▶ **AIM**: Reproduce, character for character, the stretch of the records from the very first line through the line containing "0,0 -> 800,800", including both of those lines.

»»

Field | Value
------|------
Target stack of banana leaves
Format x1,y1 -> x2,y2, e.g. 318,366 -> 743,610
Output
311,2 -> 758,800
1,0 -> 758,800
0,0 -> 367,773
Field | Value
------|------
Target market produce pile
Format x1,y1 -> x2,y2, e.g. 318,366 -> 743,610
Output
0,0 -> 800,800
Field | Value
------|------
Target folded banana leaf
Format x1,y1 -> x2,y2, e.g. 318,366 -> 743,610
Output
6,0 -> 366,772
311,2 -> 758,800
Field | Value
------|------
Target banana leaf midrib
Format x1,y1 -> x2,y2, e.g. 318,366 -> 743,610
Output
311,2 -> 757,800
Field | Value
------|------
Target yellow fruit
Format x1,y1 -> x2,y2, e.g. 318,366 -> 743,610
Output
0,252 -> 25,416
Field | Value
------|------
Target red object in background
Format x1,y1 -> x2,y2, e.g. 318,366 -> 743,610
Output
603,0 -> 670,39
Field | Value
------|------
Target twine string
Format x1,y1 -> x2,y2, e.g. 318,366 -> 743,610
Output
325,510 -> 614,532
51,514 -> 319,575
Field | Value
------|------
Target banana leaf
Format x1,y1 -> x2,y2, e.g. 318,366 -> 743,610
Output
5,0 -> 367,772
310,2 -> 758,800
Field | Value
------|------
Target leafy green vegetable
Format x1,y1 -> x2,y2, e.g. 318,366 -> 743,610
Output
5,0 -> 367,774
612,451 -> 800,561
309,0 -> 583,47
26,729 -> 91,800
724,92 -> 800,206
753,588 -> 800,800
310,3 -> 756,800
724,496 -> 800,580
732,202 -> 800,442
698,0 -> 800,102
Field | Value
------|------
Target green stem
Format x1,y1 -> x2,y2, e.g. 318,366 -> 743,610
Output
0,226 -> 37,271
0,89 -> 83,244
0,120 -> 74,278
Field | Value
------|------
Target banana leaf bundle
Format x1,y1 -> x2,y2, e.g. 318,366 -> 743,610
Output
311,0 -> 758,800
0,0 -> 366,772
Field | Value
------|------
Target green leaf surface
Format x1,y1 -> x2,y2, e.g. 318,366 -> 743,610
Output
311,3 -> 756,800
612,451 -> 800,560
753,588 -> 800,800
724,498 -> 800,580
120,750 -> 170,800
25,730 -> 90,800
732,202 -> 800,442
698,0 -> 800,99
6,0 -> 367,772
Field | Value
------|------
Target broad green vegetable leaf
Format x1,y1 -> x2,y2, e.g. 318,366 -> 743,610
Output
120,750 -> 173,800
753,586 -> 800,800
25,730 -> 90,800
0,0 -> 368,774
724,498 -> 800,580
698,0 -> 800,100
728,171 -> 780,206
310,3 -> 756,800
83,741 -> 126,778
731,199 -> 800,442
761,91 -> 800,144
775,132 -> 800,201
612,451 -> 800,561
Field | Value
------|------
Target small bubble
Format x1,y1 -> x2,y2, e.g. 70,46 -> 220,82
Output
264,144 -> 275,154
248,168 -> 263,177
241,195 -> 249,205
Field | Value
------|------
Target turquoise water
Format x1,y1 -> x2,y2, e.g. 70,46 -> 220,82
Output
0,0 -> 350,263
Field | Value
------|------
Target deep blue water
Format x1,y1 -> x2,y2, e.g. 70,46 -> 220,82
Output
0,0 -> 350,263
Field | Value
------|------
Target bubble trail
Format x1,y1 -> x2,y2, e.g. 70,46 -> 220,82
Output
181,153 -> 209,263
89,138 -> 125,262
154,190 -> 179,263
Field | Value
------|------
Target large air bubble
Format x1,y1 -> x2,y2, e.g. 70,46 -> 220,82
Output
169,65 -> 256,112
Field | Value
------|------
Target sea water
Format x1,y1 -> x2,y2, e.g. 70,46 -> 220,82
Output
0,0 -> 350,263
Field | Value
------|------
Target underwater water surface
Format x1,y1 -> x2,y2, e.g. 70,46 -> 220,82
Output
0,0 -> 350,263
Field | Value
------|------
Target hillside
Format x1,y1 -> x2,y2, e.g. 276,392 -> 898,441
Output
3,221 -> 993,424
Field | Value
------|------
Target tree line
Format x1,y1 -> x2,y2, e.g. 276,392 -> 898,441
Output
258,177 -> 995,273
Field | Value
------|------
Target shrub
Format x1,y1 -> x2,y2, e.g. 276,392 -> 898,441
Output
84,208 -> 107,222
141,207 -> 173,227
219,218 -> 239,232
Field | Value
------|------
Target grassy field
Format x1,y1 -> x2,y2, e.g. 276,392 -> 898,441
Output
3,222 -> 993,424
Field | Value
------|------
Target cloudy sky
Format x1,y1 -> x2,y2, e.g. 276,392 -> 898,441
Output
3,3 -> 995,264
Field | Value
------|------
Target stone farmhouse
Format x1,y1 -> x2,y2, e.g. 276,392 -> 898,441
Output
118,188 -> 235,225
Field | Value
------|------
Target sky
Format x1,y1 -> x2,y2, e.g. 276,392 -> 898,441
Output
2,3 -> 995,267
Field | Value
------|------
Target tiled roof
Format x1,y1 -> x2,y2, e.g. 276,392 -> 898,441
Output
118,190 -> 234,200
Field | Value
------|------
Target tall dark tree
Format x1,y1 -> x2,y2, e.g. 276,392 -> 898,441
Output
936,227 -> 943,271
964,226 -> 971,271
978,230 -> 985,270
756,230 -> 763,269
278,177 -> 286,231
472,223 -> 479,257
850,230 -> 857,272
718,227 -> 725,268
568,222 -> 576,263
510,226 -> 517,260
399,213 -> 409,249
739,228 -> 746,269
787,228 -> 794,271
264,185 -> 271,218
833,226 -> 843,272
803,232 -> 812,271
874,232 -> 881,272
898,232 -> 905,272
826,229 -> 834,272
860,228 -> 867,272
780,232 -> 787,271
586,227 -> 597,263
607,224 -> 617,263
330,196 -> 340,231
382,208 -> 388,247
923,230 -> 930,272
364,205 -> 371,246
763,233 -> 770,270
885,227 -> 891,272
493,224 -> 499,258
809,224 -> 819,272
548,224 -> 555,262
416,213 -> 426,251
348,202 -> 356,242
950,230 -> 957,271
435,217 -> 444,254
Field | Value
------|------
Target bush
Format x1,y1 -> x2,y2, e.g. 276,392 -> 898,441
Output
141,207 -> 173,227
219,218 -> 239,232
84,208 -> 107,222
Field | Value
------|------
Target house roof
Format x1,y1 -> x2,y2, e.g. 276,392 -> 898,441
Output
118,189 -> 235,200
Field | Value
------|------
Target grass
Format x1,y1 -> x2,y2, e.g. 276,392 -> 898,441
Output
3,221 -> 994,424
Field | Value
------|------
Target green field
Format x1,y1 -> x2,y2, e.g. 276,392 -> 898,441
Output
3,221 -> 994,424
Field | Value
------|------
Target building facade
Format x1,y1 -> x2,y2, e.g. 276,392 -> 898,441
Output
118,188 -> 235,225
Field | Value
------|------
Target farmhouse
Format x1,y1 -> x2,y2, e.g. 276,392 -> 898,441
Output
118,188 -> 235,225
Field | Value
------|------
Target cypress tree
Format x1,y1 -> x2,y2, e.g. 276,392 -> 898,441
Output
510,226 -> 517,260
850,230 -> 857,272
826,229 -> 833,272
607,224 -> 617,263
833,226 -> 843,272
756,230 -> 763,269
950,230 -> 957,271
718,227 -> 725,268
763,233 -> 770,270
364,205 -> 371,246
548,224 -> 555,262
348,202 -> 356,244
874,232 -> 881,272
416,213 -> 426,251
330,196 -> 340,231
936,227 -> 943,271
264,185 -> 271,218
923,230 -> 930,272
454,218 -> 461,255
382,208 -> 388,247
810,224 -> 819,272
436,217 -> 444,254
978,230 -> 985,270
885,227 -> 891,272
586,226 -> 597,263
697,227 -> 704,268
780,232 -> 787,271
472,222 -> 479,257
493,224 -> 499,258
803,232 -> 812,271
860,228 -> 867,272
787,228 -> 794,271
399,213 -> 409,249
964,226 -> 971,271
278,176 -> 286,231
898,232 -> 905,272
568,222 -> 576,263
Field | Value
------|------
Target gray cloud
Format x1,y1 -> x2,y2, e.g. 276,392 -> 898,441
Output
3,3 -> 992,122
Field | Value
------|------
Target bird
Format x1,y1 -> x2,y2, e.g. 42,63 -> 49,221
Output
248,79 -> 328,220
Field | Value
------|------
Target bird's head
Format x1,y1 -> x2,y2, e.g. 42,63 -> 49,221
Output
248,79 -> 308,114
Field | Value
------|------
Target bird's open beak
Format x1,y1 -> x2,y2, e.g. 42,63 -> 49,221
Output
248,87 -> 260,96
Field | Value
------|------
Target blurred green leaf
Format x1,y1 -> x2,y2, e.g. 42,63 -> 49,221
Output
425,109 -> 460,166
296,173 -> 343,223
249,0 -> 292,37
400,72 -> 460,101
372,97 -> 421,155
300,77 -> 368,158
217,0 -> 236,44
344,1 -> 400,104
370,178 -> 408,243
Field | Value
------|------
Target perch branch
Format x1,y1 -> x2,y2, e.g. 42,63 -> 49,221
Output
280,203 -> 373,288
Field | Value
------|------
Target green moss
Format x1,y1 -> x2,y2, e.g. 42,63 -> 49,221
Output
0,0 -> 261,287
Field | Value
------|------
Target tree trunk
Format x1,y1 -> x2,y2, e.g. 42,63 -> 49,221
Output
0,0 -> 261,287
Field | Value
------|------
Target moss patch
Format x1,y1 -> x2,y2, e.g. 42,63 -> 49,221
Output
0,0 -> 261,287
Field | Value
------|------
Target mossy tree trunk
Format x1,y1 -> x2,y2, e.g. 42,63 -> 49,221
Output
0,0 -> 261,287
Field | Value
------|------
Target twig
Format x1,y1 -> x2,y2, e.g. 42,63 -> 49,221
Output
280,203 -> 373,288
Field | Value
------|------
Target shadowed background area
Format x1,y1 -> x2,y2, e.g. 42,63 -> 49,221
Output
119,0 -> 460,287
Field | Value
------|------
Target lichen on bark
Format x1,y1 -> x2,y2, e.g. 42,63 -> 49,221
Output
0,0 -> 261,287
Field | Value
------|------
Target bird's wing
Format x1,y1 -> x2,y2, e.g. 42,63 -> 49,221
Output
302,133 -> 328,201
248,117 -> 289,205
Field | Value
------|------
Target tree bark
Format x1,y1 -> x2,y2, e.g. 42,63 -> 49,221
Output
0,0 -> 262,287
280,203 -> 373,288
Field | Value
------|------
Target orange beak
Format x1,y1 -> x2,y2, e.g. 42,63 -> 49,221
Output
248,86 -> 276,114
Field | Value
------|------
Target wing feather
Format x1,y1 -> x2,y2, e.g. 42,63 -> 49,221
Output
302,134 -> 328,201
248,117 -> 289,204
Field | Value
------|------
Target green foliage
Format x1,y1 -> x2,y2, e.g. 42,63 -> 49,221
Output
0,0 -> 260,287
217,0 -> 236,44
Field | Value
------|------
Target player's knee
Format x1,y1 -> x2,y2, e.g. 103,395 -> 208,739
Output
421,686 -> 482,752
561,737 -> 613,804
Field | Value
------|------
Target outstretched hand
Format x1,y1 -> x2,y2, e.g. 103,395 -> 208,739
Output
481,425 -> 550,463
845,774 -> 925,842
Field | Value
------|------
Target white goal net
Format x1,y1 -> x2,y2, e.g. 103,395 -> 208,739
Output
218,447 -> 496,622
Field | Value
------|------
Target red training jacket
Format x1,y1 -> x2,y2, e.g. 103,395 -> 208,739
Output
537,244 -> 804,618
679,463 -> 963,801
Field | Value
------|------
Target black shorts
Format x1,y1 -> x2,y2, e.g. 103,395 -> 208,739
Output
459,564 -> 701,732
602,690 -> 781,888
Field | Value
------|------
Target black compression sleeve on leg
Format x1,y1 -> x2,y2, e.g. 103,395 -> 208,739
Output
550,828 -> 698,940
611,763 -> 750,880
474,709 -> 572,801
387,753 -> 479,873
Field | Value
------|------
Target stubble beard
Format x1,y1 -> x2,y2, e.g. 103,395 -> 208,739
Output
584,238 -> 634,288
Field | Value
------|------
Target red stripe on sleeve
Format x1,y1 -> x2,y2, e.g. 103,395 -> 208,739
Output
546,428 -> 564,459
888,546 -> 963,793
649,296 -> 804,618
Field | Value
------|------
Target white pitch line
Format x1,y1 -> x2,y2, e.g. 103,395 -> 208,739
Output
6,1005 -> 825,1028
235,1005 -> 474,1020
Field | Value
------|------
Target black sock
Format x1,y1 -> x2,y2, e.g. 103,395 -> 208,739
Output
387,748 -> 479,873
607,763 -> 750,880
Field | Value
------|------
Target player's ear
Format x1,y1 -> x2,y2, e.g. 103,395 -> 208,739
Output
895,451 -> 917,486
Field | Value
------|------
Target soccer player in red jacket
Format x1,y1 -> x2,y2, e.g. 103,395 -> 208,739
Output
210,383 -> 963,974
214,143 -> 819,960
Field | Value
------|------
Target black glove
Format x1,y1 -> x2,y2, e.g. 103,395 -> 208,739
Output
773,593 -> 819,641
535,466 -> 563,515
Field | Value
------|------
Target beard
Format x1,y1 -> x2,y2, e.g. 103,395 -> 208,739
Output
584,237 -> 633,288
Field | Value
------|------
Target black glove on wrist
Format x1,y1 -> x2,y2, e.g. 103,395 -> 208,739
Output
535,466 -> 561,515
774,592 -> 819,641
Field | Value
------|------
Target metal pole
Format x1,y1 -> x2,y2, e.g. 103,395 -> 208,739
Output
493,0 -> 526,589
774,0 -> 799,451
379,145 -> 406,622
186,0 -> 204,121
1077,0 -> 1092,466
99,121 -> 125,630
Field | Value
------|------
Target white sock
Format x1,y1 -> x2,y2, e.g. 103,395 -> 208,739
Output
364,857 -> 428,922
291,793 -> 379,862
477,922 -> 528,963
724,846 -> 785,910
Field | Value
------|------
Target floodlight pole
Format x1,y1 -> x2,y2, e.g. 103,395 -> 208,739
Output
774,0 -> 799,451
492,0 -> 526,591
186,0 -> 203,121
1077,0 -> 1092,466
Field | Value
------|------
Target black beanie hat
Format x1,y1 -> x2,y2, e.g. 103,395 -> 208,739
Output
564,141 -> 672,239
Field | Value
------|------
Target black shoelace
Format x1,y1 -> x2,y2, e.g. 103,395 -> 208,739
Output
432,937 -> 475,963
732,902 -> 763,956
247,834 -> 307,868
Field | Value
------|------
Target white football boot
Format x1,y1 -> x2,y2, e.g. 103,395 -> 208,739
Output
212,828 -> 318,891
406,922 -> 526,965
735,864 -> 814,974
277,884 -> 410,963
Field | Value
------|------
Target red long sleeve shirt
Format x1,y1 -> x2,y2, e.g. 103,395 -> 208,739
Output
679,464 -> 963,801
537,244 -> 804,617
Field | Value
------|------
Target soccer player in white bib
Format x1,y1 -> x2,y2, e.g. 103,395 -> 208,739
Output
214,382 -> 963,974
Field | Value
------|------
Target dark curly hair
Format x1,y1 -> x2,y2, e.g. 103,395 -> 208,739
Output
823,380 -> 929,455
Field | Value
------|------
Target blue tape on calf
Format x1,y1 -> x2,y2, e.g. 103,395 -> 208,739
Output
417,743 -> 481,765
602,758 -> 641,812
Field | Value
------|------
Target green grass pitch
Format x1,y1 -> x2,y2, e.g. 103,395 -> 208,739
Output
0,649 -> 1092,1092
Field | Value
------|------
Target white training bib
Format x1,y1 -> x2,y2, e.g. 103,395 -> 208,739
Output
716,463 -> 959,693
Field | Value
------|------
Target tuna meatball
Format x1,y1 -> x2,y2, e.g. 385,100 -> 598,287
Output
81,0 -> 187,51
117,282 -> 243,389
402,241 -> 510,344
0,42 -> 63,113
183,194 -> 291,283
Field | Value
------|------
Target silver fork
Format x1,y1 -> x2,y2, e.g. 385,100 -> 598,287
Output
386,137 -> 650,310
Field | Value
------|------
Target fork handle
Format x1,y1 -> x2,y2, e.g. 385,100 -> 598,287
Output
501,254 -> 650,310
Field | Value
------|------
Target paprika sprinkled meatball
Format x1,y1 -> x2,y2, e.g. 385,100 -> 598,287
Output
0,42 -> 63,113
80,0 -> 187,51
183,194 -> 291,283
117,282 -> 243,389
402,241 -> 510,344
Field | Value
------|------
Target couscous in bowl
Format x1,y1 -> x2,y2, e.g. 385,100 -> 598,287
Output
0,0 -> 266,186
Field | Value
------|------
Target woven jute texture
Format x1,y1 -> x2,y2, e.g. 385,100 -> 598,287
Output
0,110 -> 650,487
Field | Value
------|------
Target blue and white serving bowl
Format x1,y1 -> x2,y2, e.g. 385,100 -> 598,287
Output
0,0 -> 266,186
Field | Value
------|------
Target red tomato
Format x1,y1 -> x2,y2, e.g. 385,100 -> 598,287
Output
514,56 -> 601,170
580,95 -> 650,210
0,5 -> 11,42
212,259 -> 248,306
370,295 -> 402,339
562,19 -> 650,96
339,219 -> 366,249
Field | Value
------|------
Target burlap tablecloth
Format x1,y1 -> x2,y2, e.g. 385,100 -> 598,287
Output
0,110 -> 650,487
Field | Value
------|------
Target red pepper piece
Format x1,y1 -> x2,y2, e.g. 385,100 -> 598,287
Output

««

▶ **ANSWER IN FULL**:
Field | Value
------|------
Target stack of banana leaves
Format x1,y1 -> x2,y2, e.g. 318,366 -> 743,610
Output
311,2 -> 758,800
1,0 -> 758,800
0,0 -> 367,773
Field | Value
------|------
Target market produce pile
Format x1,y1 -> x2,y2, e.g. 318,366 -> 743,610
Output
0,0 -> 800,800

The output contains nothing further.